Problem description
Format the records below as a numbered list, from the line containing "Task: point out every instance of the backpack" through the last line of the records. Leave out any blank lines.

-*-

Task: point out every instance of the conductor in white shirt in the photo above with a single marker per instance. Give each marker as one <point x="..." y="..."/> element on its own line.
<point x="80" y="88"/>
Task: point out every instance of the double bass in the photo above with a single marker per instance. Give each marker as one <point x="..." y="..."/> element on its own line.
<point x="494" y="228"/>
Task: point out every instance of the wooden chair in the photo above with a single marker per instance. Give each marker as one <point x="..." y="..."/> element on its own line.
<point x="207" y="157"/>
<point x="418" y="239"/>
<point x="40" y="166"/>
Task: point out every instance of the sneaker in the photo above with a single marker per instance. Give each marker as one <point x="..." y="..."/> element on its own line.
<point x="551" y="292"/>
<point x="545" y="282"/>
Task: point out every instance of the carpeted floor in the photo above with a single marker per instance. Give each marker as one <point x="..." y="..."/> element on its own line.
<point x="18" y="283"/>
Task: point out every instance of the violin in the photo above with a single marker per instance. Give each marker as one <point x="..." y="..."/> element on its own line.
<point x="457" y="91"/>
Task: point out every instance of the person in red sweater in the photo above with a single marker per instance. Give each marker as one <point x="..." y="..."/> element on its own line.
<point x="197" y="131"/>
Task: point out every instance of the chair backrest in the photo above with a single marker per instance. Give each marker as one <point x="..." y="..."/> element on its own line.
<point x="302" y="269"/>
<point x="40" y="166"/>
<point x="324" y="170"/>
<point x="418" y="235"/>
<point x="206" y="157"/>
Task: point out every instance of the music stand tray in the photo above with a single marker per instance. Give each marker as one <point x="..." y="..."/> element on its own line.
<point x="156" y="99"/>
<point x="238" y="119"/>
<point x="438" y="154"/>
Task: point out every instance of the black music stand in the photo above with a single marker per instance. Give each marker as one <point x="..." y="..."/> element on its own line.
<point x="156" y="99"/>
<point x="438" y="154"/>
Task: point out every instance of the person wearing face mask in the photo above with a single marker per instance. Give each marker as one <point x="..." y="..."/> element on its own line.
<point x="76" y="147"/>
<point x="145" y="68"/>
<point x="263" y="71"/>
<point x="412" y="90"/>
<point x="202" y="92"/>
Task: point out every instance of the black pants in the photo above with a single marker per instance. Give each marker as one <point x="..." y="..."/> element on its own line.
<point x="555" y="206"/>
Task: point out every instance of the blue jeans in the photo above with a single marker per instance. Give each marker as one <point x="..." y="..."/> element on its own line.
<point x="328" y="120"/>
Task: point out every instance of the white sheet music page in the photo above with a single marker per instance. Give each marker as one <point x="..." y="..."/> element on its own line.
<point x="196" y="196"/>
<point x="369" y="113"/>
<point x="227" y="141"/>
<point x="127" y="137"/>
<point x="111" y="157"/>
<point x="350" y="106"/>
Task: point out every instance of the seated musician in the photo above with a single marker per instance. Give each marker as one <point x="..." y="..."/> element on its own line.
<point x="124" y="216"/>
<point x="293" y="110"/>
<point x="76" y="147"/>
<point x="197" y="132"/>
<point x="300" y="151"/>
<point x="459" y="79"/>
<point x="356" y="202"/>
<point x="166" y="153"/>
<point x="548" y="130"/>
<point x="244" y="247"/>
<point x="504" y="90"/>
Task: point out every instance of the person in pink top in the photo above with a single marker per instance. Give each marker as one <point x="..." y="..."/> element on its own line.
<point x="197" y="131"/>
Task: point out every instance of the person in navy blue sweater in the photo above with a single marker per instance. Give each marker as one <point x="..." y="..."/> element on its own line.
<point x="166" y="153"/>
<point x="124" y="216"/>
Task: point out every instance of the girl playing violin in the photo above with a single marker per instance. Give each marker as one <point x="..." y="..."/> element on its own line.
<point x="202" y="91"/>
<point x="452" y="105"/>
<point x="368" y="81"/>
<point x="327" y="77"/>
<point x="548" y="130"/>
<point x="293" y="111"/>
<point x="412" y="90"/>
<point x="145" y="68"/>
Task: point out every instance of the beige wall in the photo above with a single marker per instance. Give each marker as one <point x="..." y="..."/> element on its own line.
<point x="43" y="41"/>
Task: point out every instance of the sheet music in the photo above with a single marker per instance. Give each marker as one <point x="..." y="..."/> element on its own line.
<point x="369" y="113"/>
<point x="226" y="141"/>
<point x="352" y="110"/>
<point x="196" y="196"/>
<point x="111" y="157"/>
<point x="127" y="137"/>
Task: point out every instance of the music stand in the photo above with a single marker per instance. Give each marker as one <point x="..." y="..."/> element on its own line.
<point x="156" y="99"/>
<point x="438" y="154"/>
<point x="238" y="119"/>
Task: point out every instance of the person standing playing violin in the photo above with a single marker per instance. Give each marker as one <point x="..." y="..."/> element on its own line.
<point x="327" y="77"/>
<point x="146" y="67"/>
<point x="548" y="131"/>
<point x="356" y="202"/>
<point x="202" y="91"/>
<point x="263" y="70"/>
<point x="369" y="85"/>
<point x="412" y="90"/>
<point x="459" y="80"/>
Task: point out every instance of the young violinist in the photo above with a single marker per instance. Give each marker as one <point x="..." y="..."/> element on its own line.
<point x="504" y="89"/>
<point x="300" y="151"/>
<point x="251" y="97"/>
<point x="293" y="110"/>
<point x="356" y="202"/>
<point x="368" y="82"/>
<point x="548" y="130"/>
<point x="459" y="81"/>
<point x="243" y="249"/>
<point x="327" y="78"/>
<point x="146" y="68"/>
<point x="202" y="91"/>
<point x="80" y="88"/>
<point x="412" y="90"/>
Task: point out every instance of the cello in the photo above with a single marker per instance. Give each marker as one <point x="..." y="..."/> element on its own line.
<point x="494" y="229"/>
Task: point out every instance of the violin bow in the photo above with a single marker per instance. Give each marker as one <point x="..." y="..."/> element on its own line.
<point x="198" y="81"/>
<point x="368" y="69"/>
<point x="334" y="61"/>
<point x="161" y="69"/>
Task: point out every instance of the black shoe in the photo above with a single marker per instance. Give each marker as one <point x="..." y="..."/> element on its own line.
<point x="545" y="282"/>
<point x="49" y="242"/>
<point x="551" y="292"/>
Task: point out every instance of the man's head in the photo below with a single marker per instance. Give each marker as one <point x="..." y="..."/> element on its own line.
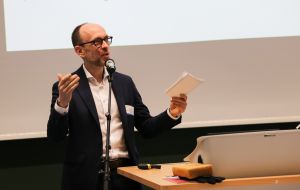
<point x="91" y="43"/>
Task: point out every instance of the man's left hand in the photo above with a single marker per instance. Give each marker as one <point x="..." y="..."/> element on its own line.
<point x="178" y="105"/>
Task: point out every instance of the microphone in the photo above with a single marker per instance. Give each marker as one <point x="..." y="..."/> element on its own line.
<point x="148" y="166"/>
<point x="110" y="66"/>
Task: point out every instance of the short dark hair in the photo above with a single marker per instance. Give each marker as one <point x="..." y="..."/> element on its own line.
<point x="76" y="39"/>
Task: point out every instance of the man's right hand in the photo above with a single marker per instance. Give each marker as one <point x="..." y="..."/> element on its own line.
<point x="66" y="85"/>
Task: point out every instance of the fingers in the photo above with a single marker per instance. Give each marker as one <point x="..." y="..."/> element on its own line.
<point x="178" y="105"/>
<point x="182" y="99"/>
<point x="67" y="83"/>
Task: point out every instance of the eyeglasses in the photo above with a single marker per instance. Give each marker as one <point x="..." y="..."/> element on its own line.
<point x="99" y="41"/>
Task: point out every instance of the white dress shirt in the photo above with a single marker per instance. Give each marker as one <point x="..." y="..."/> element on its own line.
<point x="100" y="95"/>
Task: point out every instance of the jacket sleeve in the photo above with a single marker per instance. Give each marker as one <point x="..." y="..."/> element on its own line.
<point x="58" y="124"/>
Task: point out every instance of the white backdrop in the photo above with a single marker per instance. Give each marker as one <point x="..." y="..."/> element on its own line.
<point x="247" y="80"/>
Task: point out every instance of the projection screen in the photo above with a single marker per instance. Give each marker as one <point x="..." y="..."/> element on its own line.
<point x="246" y="51"/>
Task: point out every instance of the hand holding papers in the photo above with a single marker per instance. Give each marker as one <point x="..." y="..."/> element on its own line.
<point x="185" y="83"/>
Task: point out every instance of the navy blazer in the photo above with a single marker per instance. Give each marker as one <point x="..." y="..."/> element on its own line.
<point x="81" y="125"/>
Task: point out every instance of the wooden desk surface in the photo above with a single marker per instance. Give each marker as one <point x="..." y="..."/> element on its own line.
<point x="156" y="179"/>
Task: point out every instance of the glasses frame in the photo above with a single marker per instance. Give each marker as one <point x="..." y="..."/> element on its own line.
<point x="98" y="42"/>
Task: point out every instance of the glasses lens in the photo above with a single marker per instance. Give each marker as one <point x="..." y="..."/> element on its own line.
<point x="108" y="39"/>
<point x="98" y="42"/>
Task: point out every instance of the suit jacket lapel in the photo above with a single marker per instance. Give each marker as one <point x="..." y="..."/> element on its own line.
<point x="86" y="94"/>
<point x="120" y="100"/>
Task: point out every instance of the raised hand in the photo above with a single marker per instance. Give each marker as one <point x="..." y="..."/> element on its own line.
<point x="66" y="85"/>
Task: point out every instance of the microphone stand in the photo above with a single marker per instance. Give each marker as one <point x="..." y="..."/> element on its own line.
<point x="106" y="180"/>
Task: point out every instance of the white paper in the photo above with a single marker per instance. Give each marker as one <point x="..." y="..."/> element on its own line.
<point x="185" y="84"/>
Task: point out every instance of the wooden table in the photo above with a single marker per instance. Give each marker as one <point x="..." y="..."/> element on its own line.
<point x="156" y="179"/>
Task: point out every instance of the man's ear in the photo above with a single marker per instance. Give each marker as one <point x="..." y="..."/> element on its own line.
<point x="79" y="51"/>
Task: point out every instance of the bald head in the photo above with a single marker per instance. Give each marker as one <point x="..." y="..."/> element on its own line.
<point x="85" y="30"/>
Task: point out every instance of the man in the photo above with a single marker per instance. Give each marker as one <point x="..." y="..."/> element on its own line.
<point x="78" y="107"/>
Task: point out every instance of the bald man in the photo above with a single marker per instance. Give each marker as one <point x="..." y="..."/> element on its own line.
<point x="78" y="107"/>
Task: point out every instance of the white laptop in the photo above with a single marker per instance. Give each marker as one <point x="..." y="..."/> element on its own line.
<point x="251" y="154"/>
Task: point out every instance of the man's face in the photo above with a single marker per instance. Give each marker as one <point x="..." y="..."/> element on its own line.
<point x="94" y="53"/>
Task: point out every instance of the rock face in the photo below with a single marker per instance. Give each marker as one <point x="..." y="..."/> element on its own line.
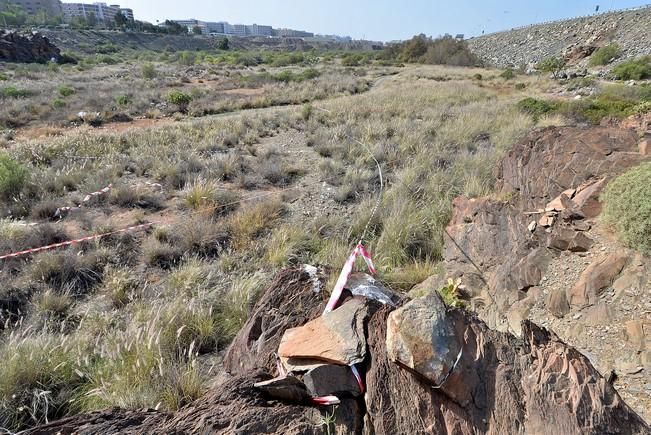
<point x="594" y="279"/>
<point x="553" y="172"/>
<point x="15" y="47"/>
<point x="575" y="39"/>
<point x="502" y="385"/>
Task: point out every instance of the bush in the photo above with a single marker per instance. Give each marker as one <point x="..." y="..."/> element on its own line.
<point x="508" y="74"/>
<point x="627" y="206"/>
<point x="605" y="55"/>
<point x="536" y="108"/>
<point x="148" y="71"/>
<point x="65" y="90"/>
<point x="12" y="177"/>
<point x="14" y="92"/>
<point x="180" y="99"/>
<point x="123" y="100"/>
<point x="634" y="69"/>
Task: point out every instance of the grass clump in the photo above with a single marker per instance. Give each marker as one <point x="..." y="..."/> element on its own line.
<point x="605" y="55"/>
<point x="13" y="177"/>
<point x="627" y="206"/>
<point x="634" y="69"/>
<point x="148" y="71"/>
<point x="65" y="90"/>
<point x="290" y="245"/>
<point x="249" y="223"/>
<point x="14" y="92"/>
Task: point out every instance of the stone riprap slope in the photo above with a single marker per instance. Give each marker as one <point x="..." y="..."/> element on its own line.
<point x="528" y="45"/>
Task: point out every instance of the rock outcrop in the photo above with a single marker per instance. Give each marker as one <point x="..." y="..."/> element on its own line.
<point x="575" y="39"/>
<point x="15" y="47"/>
<point x="498" y="384"/>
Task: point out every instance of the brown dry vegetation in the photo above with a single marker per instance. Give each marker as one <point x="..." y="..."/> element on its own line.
<point x="139" y="319"/>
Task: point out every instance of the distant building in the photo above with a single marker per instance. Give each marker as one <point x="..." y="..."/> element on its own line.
<point x="128" y="13"/>
<point x="102" y="12"/>
<point x="289" y="33"/>
<point x="32" y="7"/>
<point x="256" y="30"/>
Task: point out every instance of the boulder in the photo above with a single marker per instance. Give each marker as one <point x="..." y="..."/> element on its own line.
<point x="421" y="338"/>
<point x="290" y="301"/>
<point x="330" y="379"/>
<point x="502" y="385"/>
<point x="557" y="303"/>
<point x="567" y="239"/>
<point x="335" y="337"/>
<point x="596" y="277"/>
<point x="364" y="285"/>
<point x="288" y="388"/>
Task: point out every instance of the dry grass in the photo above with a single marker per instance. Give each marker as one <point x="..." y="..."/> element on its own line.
<point x="146" y="306"/>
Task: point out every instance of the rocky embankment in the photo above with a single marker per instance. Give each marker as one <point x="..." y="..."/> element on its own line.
<point x="543" y="254"/>
<point x="423" y="368"/>
<point x="16" y="47"/>
<point x="575" y="39"/>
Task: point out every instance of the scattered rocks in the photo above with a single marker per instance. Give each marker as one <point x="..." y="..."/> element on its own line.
<point x="336" y="337"/>
<point x="15" y="47"/>
<point x="598" y="276"/>
<point x="331" y="379"/>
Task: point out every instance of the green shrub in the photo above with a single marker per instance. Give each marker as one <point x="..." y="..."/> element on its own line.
<point x="58" y="103"/>
<point x="123" y="100"/>
<point x="148" y="71"/>
<point x="508" y="74"/>
<point x="535" y="107"/>
<point x="627" y="206"/>
<point x="14" y="92"/>
<point x="605" y="55"/>
<point x="634" y="69"/>
<point x="180" y="99"/>
<point x="65" y="90"/>
<point x="12" y="177"/>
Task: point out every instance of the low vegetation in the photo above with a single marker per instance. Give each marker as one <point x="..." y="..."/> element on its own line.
<point x="627" y="207"/>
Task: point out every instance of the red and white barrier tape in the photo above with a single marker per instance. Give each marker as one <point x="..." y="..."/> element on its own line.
<point x="73" y="242"/>
<point x="345" y="274"/>
<point x="332" y="303"/>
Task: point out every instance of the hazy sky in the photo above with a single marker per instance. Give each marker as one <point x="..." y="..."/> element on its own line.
<point x="374" y="19"/>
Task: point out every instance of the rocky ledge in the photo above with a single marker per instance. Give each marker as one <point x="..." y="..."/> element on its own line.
<point x="16" y="47"/>
<point x="424" y="368"/>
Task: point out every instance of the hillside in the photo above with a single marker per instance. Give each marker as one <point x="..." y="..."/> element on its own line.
<point x="529" y="45"/>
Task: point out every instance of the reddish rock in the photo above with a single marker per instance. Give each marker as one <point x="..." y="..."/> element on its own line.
<point x="552" y="160"/>
<point x="336" y="337"/>
<point x="557" y="303"/>
<point x="597" y="277"/>
<point x="567" y="239"/>
<point x="254" y="346"/>
<point x="504" y="385"/>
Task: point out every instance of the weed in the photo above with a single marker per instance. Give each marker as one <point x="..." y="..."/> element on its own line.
<point x="627" y="206"/>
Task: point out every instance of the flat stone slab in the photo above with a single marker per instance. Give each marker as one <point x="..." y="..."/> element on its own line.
<point x="336" y="337"/>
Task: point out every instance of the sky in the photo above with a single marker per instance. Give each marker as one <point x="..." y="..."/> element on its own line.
<point x="381" y="20"/>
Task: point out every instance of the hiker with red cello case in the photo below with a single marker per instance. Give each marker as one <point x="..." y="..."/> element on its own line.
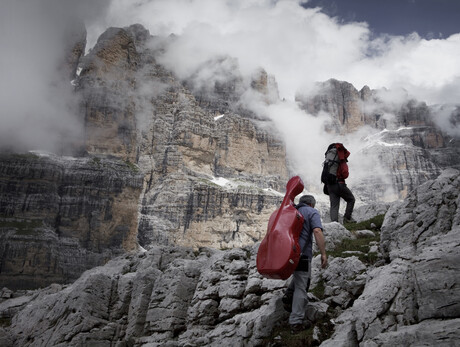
<point x="287" y="249"/>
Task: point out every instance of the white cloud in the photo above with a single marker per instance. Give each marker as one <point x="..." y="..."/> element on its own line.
<point x="298" y="46"/>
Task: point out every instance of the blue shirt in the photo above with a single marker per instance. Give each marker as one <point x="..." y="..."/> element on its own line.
<point x="312" y="220"/>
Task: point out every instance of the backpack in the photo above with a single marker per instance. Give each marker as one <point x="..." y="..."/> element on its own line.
<point x="330" y="165"/>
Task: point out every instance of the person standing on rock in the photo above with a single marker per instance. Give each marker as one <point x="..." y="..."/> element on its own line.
<point x="300" y="281"/>
<point x="335" y="171"/>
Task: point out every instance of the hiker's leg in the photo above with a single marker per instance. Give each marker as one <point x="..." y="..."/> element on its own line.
<point x="334" y="198"/>
<point x="348" y="196"/>
<point x="300" y="300"/>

-*-

Complete output
1. Task: point out every instance of the backpack in the photo above with a single marker per instance. Give each marker as one <point x="..." y="..."/> element on its own line.
2. <point x="330" y="165"/>
3. Task: point out every instance of the person standing on rock in the photo above with a single marker per instance. Give each marker as one <point x="..." y="..."/> element on its own line.
4. <point x="300" y="281"/>
5. <point x="335" y="171"/>
6. Task: point out every instance of the hiker's leg in the photo above with a single marker per instance. Give each marker as one <point x="..." y="..."/> element on its own line.
7. <point x="334" y="198"/>
8. <point x="348" y="196"/>
9. <point x="300" y="300"/>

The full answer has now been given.